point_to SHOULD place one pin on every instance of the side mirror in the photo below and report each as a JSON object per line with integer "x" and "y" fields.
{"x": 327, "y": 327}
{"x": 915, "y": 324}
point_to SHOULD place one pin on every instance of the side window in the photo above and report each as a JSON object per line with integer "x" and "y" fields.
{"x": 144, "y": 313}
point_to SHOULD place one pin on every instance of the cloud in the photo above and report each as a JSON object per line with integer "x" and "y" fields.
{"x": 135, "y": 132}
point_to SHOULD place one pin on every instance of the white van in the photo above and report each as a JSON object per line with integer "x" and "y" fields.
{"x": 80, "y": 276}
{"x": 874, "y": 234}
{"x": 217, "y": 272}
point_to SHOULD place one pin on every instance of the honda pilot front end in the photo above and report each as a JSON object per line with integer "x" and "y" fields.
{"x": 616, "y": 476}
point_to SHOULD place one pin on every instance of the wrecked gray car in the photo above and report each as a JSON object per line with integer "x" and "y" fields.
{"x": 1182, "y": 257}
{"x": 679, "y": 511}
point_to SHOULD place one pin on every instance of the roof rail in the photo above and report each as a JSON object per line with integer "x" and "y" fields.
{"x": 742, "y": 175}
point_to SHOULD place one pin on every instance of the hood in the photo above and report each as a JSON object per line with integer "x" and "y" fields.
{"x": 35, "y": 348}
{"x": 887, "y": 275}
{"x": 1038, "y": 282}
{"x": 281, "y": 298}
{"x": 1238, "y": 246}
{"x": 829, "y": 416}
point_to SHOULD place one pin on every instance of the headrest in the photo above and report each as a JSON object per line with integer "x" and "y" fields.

• Aim of the task
Keep every word as given and return the full listing.

• Answer for the task
point_to SHOULD place one pin on every instance of the side mirror in the photo below and report each as a JSON object per line with integer "x" and "y" fields.
{"x": 327, "y": 327}
{"x": 915, "y": 324}
point_to SHOULD place one pin on every instance of the side window in the photo above and report each as a JSON object per line with integer "x" and "y" fields.
{"x": 144, "y": 313}
point_to SHOULD place one pin on every instance of the cloud in the photo above and report each as a JSON object per line with integer "x" and "y" fields.
{"x": 135, "y": 132}
point_to SHOULD place one pin on every instance of the white van in the photo above and report each as a JSON object per line with integer "x" and "y" fields.
{"x": 80, "y": 276}
{"x": 874, "y": 234}
{"x": 217, "y": 272}
point_to SHOULD place one pin on every instance of the honda pilot front end in the photo above and report each as a JSON object per line with integer "x" and "y" fields.
{"x": 616, "y": 476}
point_to SHOULD place one pin on every instance of the wrecked gray car in the photo above and report each as a JSON object per line with integer "x" and "y" fields.
{"x": 1182, "y": 257}
{"x": 679, "y": 511}
point_to SHOULD place one pin on every instance of the roof rail in the photo above and report each as a JSON object per line with integer "x" and "y" fields.
{"x": 742, "y": 175}
point_to SHOULD place one pin on every instance of the hood in the photo above and report each as a JSON object per line with integer "x" and "y" fields.
{"x": 35, "y": 348}
{"x": 887, "y": 275}
{"x": 1038, "y": 282}
{"x": 281, "y": 298}
{"x": 1238, "y": 246}
{"x": 829, "y": 416}
point_to SHOULD place one pin on every instance of the headrest in the photo above and report each as a JSON object per line with integer "x" and "y" fields.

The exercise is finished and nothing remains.